### What this task involves
Your answer must be an exact repetition of every record.

*** Exercise data ***

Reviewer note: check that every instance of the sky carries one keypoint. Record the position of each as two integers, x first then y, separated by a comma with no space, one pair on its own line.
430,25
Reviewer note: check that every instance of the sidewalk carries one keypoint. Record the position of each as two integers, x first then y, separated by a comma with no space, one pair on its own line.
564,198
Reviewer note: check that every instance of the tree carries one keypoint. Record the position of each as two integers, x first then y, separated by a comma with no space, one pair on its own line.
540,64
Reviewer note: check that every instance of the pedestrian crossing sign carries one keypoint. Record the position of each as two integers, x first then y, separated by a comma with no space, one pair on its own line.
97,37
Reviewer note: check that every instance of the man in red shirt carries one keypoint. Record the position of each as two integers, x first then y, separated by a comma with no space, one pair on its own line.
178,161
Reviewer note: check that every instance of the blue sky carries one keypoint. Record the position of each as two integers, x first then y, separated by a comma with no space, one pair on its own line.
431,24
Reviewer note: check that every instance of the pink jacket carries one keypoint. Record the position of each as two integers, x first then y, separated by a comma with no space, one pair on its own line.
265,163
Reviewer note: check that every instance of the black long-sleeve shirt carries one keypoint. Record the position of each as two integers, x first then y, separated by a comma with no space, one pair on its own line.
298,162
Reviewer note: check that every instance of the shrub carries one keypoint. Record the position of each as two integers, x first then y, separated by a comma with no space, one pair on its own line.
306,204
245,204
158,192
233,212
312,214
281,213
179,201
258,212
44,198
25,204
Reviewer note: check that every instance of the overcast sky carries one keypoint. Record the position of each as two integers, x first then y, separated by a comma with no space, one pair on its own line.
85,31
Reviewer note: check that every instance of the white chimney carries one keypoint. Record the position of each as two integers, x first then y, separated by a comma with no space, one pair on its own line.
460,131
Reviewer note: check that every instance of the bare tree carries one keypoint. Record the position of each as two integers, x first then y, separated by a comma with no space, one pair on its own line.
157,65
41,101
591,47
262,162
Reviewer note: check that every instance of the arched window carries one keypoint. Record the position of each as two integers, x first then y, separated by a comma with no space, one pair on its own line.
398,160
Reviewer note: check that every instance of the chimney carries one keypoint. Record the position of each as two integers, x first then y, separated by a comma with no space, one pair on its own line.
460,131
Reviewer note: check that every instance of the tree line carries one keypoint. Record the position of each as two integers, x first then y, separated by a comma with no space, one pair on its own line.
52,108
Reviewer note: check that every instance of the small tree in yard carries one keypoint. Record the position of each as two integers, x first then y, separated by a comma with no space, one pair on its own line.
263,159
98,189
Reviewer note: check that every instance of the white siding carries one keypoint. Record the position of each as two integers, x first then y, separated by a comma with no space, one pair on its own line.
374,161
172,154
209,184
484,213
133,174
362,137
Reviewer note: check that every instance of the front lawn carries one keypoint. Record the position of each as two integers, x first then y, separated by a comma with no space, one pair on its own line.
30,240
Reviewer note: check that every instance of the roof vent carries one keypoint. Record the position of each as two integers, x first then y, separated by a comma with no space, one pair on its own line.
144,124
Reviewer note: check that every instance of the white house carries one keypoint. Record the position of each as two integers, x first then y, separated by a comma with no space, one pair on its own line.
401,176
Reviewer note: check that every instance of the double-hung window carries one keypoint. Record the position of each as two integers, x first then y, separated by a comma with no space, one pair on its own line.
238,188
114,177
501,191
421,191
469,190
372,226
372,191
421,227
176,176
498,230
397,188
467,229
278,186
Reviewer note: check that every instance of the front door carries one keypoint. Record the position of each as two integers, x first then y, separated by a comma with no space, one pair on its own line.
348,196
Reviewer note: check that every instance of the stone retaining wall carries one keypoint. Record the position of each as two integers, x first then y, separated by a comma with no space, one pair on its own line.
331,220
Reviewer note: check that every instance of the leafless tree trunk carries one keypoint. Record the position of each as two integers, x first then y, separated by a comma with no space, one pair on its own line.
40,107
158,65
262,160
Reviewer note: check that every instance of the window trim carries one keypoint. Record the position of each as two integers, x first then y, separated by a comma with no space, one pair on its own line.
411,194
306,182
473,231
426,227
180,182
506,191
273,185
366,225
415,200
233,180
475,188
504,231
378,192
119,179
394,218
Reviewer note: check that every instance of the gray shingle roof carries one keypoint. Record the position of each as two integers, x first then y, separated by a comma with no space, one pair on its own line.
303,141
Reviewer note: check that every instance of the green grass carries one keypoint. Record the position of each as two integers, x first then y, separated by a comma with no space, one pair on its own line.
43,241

***

### Completed task
Reviewer note: check that every instance of the sky carries one keypoint. Record the position of each as two integers, x first then y, separated by a comma with no space, one pair on its own line.
430,25
Reviewer note: check that every instance of the sidewalk carries one keypoint. Record the position of each as two integers, x first then y, separated by a comma with no space, one pair on its own line.
564,198
Reviewer note: check that every instance of the tree carries one keypoint. Record the position of each as two integers, x first then y, separated by a comma with no space, one pair on its own line.
540,64
Reviewer note: check that every instance of the pedestrian crossing sign carries one keypoint. Record the position of each as two integers, x first then y, separated by a comma with no space, one pair on its own line.
97,37
Reviewer note: check that every instance of the man in red shirt carries one keypoint. Record the position of each as two integers, x first then y, separated by a comma with no space, one pair on its own line.
178,161
Reviewer note: check that every instance of the blue sky carries one keypoint. Record the position of each as two integers, x first then y, separated by a comma with no space, one pair on its own line.
431,24
Reviewer note: check that every instance of the pink jacket carries one keypoint. Record the position of each as two integers, x first then y, separated by a comma with no space, one pair on its own line.
265,163
Reviewer note: check that every instance of the black long-sleeve shirt carries one keypoint. Record the position of each as two integers, x first then y, separated by a comma with no space, one pair on its own line.
298,162
Reviewer note: check that every instance of the shrub carries one keypoint. Record the position of each as two integers, x first then y, separated by a comma with no space, one pair on its own line.
306,204
245,204
158,192
233,212
312,214
281,213
179,201
258,212
44,198
25,204
Reviewer note: check that every instance of the overcast sky carries one keypoint. Record the position of each as two integers, x first then y, separated by a comma with no space, one pair on its own line.
85,31
Reviewer note: check that every instance of the white chimney carries one keypoint. Record the position of each as two integers, x first then y, separated by a comma with no space, one pair on its own line.
460,131
Reviewer note: check that every instance of the bare tree carries one keypoint. Record the position of each as two integers, x first then y, separated by a comma with no space, one pair on its own line.
157,65
41,101
591,47
262,162
Reviewer note: check that every instance of the arched window carries one keypoint. Record the position of each as two integers, x first then y, separated by a comma with no space, one pair on its own line.
398,160
Reviewer note: check that every instance of the chimney carries one keypoint. Record the position of each as two integers, x first then y, separated by a comma with no space, one pair on its own line.
460,131
Reviewer note: check that every instance of the tree line carries one keypoint. Record the position of each as two integers, x first then y, separated by a comma with no space, one pair on its own line.
52,108
Reviewer note: check that every instance of the small tree in yard carries one keypoint. Record the position of each as two integers, x first then y, separated by a comma with no space, one pair on its own line.
263,159
98,189
Reviewer note: check that every instance of the white siding carries one keypoint. Record the position of each as two integers, x first then y, separated by a comma with no space, one pair on its own line.
374,161
172,154
209,184
484,213
133,174
362,137
Reviewer note: check that every instance of the front lawn carries one keypoint. Record the position of each as two integers, x first then y, separated by a comma with no space, one pair on its own line.
30,240
Reviewer note: check that every instance of the roof vent carries one keypoint. Record the position of each as two integers, x first then y, separated by a comma with no space, one pair on its own line.
144,124
Reviewer note: check that every instance of the white house carries one keypoint. Record the position of each as two integers, x first then y, separated by a comma with no space, one pair on its own line.
401,176
Reviewer note: check that every instance of the double-hung window carries one keypoint. Record the position of each as two integers, x first then y, separated by a comma with no space, one pair on its own line.
238,188
114,177
501,191
421,191
469,190
372,226
372,191
421,227
176,176
498,230
397,188
467,229
278,186
Reviewer note: check that every instance of the front door carries one keypoint. Record the position of each as two integers, x first then y, separated by a comma with no space, one pair on its own line.
348,196
Reviewer note: check that every instance of the stone retaining wall carries one keypoint. Record the position of each as two integers, x first then y, separated by a comma with no space, one pair on its own line.
331,220
Reviewer note: check that every instance of the leafless tree trunk carries one keypoint. Record the position of each as two integers, x first then y, separated by a comma with no space, one pair on its own line.
40,107
158,65
262,160
Reviewer note: check that every instance of the window trim carries one keypoint. Record the position of each as two integers, x first then y, separated by a comma with no space, one pair on its own line.
411,194
306,182
473,231
426,227
180,182
506,191
273,185
366,225
415,200
233,180
475,188
504,231
378,192
119,179
394,218
Reviewer note: check that every instance of the gray shingle roof carries one keypoint. Record the position of each as two integers, x first then y, separated by a comma with no space, one pair on its own line.
303,141
Reviewer note: check that every instance of the green grass carries one keypoint. Record the position of each as two integers, x first then y, separated by a comma with no space, one pair on its own line.
43,241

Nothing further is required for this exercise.